Given passage
Lou Reed had been in mourning for the past few years – at least when it came to his albums. In the late ’80s and early ’90s, the middle-aged rocker had delivered an epitaph for the Big Apple (New York) and a tribute to the late Andy Warhol (Songs for Drella), created in collaboration with his old Velvet Underground bandmate John Cale.

When he began work on his 16th studio album in 1991, Reed didn’t plan on continuing to sift his music through a black veil. But life – or, perhaps, death – had other plans.

“I was originally going to write an album about magic … the desire for magic in life … the magic of transformation … the idea of a man turning into a bird,” Reed told the Los Angeles Times in 1992. “But my two friends died during this time and I wrote ‘What’s Good’ and that started the other songs, not necessarily in order you find them on the album. It was painful to write, but it was obvious what it was about. All I had to do was look at that line, ‘What good is cancer in April,’ and I knew.”

So the songwriter combined the two themes on Magic and Loss, eventually discovering a balance between the enchanting wonders of life and the fragile mortality of human beings. Or, as Reed intones on the final, title track, “There’s a bit of magic in everything and then some loss to even things out.”

Reed suggests loss in the lyrics of these dozen songs via hospital visits, tubes in arms and defunct phone numbers. The newly christened elder statesman draws on his familiar deadpan poetry to grieve for his friends: legendary songwriter Doc Pomus and Warhol “Factory” pal Rotten Rita. The music on Magic and Loss is often as unadorned as Reed’s delivery, riding chugging guitars and simple percussion, with a hint of magic to be found in bendy bass turns and the occasional, ragged freakout.

“I just hope it doesn’t start getting thought of as this terrible down death album, because that’s not at all what I mean by it,” the rock legend said to the Chicago Tribune. “I think of it as a really positive album, because the loss is transformed magically into something else. The way these two people face these things. They were giants throughout their lives and they were giants in these situations also, and a lot can be learned from them. I was very lucky to know them through all of it.”

Despite its perception as a difficult album, Magic and Loss became one of Reed’s most successful albums after it was released on Jan. 14, 1992. Greeted with warm, even effusive, reviews from many rock writers, the record became his highest-charting U.K. LP (No. 6) and boasted the U.S. No. 1 Modern Rock Tracks single “What’s Good.” The praise and success shocked Reed.

“Astonished would cover it. It’s very strange,” he told Neil Gaiman after the album came out. “In a sense it’s my dream album, because everything finally came together to where the album is finally fully realized. I got it to do what I wanted it to do, but commercial thoughts never entered into it, so I’m just stunned.”

Aim of the task
Do these statements agree with the Magic and Loss article above: (a) Reed first intended to write an album about magic, (b) Magic and Loss reached No. 1 on the U.K. album chart, (c) the album came out on Jan. 14, 1992? For each, answer yes or no and quote the deciding words of the article.

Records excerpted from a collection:
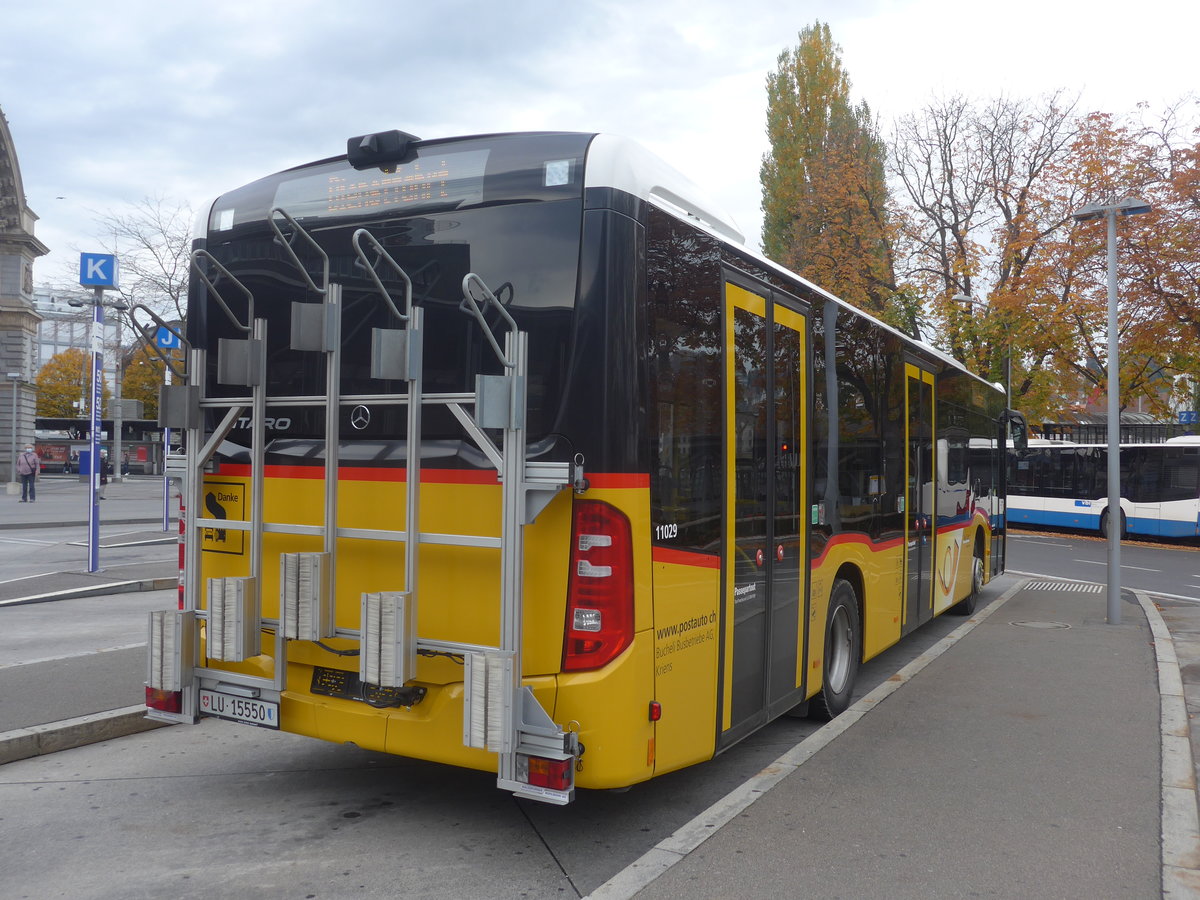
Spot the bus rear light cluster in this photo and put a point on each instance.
(541, 772)
(600, 592)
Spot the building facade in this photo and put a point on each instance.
(18, 316)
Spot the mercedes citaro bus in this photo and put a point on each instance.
(505, 451)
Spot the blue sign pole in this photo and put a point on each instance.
(97, 390)
(97, 271)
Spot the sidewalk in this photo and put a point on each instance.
(63, 502)
(1042, 754)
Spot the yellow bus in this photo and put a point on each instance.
(504, 451)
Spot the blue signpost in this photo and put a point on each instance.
(100, 273)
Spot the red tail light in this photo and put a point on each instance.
(540, 772)
(600, 591)
(165, 701)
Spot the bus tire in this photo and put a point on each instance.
(843, 652)
(1104, 523)
(967, 605)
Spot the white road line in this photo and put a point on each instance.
(1104, 562)
(1123, 587)
(72, 655)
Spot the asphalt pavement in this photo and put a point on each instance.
(1035, 751)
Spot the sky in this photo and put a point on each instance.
(113, 103)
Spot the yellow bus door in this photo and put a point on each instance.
(766, 492)
(921, 497)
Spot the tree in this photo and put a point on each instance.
(64, 382)
(978, 215)
(154, 244)
(143, 376)
(823, 183)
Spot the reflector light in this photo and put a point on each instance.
(586, 570)
(165, 701)
(594, 540)
(600, 593)
(588, 621)
(540, 772)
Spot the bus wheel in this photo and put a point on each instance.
(843, 654)
(967, 605)
(1104, 523)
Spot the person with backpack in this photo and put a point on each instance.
(29, 466)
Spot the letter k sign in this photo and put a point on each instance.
(97, 270)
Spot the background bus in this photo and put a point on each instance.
(1066, 485)
(504, 451)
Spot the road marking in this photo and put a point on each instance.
(27, 577)
(1123, 587)
(1139, 568)
(72, 655)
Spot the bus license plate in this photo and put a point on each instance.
(240, 709)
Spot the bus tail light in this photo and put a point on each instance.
(543, 772)
(600, 589)
(165, 701)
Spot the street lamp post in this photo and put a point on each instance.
(1109, 211)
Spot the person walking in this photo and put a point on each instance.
(29, 466)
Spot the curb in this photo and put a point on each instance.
(10, 526)
(688, 838)
(1181, 821)
(69, 733)
(112, 587)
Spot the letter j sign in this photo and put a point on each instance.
(97, 270)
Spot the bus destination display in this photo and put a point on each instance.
(439, 181)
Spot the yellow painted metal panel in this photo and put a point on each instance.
(687, 629)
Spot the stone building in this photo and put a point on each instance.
(18, 318)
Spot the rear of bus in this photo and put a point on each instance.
(514, 211)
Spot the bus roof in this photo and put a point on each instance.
(627, 166)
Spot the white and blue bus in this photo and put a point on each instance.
(1056, 483)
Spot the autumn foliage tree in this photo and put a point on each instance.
(65, 381)
(823, 183)
(143, 377)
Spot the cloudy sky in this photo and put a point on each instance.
(112, 103)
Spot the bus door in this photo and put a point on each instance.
(921, 496)
(766, 539)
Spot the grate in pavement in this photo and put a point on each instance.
(1065, 586)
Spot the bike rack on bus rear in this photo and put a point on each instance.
(499, 713)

Task output
(a) Yes: "I was originally going to write an album about magic"
(b) No: "the record became his highest-charting U.K. LP (No. 6)"
(c) Yes: "after it was released on Jan. 14, 1992"